▸ **Material for the task**
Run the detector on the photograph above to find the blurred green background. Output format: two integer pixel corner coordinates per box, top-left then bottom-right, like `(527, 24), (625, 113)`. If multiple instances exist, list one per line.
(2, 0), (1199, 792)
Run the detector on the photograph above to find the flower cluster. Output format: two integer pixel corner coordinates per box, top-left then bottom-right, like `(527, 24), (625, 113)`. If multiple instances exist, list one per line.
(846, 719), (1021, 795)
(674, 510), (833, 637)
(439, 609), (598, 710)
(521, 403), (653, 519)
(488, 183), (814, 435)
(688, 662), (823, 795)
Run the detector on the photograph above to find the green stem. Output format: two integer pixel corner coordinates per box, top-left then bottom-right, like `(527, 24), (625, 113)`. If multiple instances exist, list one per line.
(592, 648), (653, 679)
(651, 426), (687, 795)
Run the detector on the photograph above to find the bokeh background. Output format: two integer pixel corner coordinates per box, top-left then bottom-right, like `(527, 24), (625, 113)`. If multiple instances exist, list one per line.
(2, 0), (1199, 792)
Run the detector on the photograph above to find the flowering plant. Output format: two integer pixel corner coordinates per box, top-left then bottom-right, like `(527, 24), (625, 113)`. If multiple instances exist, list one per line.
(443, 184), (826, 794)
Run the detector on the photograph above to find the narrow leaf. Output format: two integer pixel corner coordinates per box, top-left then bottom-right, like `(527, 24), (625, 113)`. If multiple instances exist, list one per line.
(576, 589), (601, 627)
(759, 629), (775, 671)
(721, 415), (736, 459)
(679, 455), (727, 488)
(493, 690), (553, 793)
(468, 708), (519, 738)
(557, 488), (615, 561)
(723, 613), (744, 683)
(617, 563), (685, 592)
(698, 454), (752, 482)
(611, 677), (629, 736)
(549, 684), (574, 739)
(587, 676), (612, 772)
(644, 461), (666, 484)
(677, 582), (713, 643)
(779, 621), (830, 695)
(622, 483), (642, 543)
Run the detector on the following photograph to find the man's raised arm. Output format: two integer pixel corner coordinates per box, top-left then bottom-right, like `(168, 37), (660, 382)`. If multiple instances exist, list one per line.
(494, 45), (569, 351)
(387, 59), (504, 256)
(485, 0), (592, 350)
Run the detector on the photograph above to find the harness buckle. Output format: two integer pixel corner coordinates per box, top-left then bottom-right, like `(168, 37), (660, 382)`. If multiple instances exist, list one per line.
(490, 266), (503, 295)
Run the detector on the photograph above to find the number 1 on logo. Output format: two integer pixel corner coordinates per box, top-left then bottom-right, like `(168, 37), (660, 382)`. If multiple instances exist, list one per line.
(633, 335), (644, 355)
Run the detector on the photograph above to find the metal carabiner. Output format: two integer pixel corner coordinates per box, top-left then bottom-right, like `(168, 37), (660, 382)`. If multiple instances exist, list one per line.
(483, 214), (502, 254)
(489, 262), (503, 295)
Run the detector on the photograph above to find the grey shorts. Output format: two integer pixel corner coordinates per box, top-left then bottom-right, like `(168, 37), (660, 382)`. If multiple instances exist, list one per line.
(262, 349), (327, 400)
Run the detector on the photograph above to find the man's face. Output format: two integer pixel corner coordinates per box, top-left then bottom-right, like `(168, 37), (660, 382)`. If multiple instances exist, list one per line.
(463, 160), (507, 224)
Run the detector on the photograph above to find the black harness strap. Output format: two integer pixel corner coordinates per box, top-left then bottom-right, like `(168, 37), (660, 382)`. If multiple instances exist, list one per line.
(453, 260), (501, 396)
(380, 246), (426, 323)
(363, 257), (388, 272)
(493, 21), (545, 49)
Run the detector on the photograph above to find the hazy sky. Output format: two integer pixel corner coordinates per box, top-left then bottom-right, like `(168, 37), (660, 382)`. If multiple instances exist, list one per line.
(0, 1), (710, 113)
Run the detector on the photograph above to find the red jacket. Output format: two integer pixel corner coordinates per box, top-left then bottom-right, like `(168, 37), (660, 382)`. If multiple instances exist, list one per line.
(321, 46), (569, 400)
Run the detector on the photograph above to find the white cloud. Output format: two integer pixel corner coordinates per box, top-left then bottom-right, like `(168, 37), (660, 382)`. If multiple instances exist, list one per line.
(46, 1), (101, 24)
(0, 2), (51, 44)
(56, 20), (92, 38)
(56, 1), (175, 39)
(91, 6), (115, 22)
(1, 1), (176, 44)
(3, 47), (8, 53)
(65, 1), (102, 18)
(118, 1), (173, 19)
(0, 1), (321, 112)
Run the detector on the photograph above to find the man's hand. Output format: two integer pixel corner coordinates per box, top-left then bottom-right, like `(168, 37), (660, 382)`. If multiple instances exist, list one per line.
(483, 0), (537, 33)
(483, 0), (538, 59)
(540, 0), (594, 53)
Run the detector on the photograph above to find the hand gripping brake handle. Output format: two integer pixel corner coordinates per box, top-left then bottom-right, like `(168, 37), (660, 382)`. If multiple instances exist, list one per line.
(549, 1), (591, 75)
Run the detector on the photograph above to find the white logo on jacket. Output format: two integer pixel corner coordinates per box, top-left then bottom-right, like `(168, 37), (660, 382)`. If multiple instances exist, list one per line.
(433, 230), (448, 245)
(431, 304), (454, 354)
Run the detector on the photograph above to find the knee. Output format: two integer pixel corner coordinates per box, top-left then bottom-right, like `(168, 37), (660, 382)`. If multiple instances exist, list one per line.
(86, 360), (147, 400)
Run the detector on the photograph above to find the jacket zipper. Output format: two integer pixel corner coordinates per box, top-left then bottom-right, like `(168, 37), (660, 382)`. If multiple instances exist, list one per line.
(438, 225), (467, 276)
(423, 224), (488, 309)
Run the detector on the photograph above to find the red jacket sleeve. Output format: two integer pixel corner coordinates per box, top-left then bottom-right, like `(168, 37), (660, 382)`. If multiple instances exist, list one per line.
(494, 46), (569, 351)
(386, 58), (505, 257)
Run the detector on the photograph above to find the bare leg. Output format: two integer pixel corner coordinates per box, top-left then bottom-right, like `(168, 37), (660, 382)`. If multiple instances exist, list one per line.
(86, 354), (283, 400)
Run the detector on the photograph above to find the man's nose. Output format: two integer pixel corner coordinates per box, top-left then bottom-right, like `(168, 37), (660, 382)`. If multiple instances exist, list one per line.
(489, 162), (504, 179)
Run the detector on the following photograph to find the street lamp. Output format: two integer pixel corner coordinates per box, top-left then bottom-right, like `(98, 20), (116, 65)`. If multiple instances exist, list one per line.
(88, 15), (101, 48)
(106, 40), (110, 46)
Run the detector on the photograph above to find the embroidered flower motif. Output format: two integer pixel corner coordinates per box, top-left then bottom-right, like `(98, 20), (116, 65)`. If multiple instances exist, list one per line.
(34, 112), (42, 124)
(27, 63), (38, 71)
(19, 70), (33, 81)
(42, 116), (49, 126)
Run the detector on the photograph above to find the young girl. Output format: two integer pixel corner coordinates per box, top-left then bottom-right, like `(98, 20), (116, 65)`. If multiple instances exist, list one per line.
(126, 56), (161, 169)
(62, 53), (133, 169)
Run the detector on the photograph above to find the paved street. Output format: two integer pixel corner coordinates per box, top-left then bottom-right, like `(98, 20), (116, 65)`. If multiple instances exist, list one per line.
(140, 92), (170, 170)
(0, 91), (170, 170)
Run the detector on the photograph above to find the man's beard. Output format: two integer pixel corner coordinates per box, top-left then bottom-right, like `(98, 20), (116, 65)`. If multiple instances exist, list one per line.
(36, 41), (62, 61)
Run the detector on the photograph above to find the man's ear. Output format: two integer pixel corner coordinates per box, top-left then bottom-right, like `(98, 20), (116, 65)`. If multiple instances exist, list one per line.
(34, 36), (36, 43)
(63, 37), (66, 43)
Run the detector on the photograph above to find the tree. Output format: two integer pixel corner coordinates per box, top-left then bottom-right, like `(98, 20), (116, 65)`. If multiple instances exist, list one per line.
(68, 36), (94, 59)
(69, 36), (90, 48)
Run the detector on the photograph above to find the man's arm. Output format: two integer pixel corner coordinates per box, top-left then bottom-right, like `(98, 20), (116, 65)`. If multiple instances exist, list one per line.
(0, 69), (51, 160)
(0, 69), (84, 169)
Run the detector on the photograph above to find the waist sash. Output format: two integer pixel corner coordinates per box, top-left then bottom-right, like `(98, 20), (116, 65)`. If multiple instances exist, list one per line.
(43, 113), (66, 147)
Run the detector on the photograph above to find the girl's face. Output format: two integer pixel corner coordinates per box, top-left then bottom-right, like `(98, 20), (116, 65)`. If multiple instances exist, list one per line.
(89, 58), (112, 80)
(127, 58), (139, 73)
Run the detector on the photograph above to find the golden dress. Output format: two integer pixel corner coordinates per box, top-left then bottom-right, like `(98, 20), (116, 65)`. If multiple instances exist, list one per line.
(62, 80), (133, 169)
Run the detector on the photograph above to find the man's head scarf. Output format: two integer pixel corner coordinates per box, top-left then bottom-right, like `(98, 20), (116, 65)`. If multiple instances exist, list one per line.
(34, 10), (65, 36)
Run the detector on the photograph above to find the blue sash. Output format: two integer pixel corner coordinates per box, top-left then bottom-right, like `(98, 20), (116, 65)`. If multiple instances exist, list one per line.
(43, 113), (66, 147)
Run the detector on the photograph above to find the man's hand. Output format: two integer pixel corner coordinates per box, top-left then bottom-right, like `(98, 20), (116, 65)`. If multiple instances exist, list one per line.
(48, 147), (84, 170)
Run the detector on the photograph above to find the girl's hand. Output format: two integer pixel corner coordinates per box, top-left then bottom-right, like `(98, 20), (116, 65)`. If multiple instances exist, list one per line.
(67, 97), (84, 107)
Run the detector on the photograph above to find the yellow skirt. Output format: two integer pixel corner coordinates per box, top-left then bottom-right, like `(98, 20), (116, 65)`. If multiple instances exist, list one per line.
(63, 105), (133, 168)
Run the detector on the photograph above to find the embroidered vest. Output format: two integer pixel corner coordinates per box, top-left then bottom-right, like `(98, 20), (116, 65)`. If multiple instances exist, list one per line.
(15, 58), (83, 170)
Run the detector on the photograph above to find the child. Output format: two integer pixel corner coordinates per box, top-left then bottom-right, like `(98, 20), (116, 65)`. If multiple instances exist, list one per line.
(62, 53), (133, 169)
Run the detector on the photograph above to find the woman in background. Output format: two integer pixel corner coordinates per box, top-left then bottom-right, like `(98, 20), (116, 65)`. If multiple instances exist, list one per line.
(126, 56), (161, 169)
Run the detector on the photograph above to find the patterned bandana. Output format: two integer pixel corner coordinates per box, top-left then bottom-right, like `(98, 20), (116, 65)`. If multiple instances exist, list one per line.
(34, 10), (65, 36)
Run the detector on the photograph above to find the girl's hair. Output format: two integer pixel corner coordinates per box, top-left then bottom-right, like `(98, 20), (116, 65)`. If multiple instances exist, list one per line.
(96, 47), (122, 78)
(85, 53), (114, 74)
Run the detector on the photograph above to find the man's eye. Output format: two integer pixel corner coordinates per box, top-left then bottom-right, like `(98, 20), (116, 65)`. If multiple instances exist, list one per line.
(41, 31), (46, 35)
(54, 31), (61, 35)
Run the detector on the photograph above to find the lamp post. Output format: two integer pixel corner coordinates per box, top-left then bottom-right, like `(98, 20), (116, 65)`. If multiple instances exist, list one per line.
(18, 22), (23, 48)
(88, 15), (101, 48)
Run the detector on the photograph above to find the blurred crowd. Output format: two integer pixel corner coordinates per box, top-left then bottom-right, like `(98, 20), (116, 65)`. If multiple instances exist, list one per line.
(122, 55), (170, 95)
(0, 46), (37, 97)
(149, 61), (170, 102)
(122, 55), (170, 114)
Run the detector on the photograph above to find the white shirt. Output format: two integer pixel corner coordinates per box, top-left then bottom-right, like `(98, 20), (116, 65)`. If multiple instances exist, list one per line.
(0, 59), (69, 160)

▸ **Prompt**
Your reply should consist only of the lines running from the line with "the white shirt." to the end of the listing, retyped exactly.

▸ **Answer for the task**
Run the detector on the photograph above to find the white shirt. Output format: two integer pixel corner coordinates per box, top-left then bottom-right, like `(98, 20), (116, 65)`. If multiple instances exist, list one per line.
(0, 59), (69, 160)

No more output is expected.